- PAGE EXCERPT
##########
The recent Africa Cup of Nations (Afcon) tournament in Morocco was one of the most successful, despite the controversial end to the final match. Senegal’s Teranga Lions vanquished Morocco’s Atlas Lions, despite biased refereeing and a hostile Moroccan crowd.
However, questions continue to swirl around the Cairo-based Confederation of African Football (CAF), headed by Patrice Motsepe, the 64-year-old South African billionaire and owner of the all-conquering Mamelodi Sundowns.
Motsepe was controversially elected to a four-year term as CAF president in 2021. Fifa’s controlling Italian-Swiss president, Gianni Infantino, pressured the three other candidates to step down in exchange for senior posts in CAF, to allow Motsepe to be elected unopposed. All three had decades of football administration experience, which Motsepe lacked.
Infantino’s Congolese friend from the University of Fribourg, Veron Mosengo-Omba, a former Fifa official and Swiss citizen, was installed as CAF’s new general secretary. Motsepe fulfilled his Faustian bargain by delivering CAF’s 54 votes in support of Infantino’s imperial third presidential term in 2023.
The Guardian newspaper in London has since published a series of articles detailing Mosengo-Omba’s reported autocratic and unaccountable leadership of CAF. He was accused of transferring bonuses into his personal Swiss bank account worth five times the maximum perks in his employment contract.
Though the Swiss public prosecutor declined to press charges due to a lack of sufficient evidence, the damning allegations have damaged CAF’s reputation.
The Congolese was also charged with creating a toxic environment of fear in which employees had been sacked for speaking out. Notable expulsions include Hannan Nur, the former head of CAF’s governance, risk and compliance unit, and Abiola Ijasanmi, its COO. Mosengo-Omba was further accused of appointing Congolese nationals to senior positions for which they were unqualified.

CAF’s governance unit accused Mosengo-Omba of obstructing its work, violating internal governance and auditing regulations, and seeking to “whitewash” its internal investigation. Motsepe instituted an independent investigation but failed to suspend Mosengo-Omba, who has denied all charges. The CAF president also expressed “total confidence” in his beleaguered general secretary.
Another damning allegation reported by The Guardian as having been made against Motsepe by a senior CAF staff member was that “in four years of his mandate, he only came twice [to Cairo] and met the staff once. He doesn’t have a clue what’s going on inside his own confederation.”
##########
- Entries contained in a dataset
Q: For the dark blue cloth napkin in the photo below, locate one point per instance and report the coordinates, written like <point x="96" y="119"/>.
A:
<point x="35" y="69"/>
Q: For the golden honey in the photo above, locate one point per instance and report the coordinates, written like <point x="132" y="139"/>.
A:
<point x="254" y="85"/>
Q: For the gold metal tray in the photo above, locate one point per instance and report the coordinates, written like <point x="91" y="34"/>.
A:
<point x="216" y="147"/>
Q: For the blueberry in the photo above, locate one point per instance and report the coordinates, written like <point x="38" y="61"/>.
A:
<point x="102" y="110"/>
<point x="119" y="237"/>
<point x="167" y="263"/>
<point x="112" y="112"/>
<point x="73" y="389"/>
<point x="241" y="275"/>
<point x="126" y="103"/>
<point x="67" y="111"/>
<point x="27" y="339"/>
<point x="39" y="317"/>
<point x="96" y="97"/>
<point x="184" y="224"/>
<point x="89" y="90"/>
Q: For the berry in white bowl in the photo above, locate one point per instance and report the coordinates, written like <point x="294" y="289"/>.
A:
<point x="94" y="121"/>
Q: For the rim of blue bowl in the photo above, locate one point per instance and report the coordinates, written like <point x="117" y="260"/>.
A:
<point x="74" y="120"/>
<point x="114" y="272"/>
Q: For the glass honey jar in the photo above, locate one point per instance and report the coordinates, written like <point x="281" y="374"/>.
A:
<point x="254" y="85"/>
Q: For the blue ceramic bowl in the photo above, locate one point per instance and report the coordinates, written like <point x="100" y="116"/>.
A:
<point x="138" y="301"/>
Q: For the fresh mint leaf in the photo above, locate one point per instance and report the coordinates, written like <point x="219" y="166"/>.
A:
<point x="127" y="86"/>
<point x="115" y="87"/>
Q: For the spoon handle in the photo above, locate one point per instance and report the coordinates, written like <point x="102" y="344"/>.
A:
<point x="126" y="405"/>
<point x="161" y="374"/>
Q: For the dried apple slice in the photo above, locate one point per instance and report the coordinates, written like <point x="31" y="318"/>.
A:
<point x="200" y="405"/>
##########
- WHAT THE TASK REQUIRES
Please pick up the article on the Confederation of African Football after its last sentence and continue it. The entries are separate material and have no connection to the article on the Confederation of African Football.

- TASK ANSWER
More positively, Motsepe has increased annual contributions to the 54 African federations from $150,000 to $400,000, having inherited a $41m debt, with CAF reporting a $9.48m profit in 2023/24. However, its audit committee alleged in 2024 that more than $16m in “unrecognised expenses” were excluded from official accounts.
Worryingly, amid these challenges Motsepe was again elected unopposed as CAF chief last year. Just before the start of Afcon last December he unexpectedly announced that the biennial competition would be held every four years from 2028. Afcon has traditionally been CAF’s main money spinner.
Accusations have persisted that Infantino controls CAF from Zurich. In 2020 he dismissed Afcon’s arrangements as “useless”, suggesting the tournament be staged every four years.
There are troubling signs that African football may be relapsing into the era of corruption-riddled skulduggery witnessed during the autocratic Cameroonian Issa Hayatou’s three-decade mismanagement.
CAF is yet to explain why Morocco has been assigned the unprecedented hosting of three consecutive Women’s Africa Cup of Nations tournaments or why the country was simultaneously awarded the hosting of this year’s Afcon. Rabat belatedly withdrew from hosting the tournament in 2015 following racist arguments about Ebola in West Africa.
Motsepe must urgently explain to soccer-mad Africans what is going on in his confederation.
• Adebajo is professor and senior research fellow at the University of Pretoria’s Centre for the Advancement of Scholarship.